§ **AIM OF THE EXERCISE**: Across the records below, how many lines include the string "halter"? Respond with the number only.

─── RECORDS FOR THIS TASK

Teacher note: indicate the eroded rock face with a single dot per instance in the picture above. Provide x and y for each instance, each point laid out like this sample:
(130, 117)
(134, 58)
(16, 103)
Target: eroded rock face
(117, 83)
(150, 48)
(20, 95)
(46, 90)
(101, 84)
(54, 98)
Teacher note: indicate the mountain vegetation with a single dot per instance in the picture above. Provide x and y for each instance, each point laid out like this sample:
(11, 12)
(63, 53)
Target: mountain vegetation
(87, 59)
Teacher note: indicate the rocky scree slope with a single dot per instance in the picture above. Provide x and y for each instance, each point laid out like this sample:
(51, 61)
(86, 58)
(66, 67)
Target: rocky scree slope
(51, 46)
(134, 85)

──────
─── RECORDS FOR THIS TASK

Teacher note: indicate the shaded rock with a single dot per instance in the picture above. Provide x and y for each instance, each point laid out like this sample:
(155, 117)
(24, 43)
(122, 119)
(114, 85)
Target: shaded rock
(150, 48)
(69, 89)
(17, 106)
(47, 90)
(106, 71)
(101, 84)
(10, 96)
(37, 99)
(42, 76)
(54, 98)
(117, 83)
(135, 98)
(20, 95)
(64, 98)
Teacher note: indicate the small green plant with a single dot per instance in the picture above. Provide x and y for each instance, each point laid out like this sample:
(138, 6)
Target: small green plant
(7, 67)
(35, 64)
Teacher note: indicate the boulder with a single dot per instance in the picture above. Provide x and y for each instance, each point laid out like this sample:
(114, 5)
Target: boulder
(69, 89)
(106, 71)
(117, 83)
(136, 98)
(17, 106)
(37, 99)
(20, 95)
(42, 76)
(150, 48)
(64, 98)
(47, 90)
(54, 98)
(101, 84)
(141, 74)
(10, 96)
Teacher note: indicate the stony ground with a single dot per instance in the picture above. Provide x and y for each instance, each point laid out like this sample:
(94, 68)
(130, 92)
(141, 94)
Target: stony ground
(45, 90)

──────
─── RECORDS FOR THIS TASK

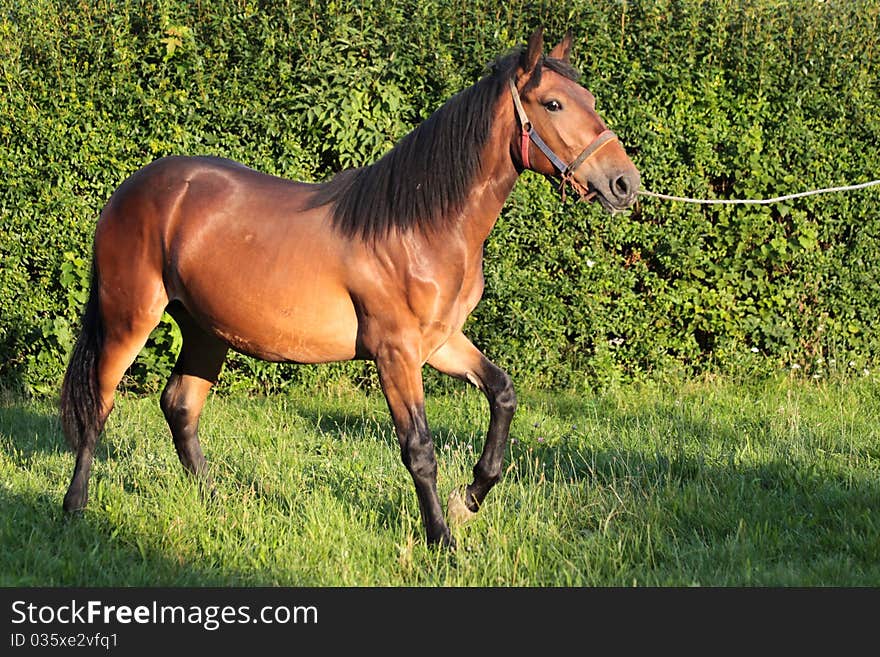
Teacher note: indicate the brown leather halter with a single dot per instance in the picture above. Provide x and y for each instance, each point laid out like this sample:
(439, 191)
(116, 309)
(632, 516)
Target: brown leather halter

──────

§ **RESPONSE TO THIS EXERCISE**: 2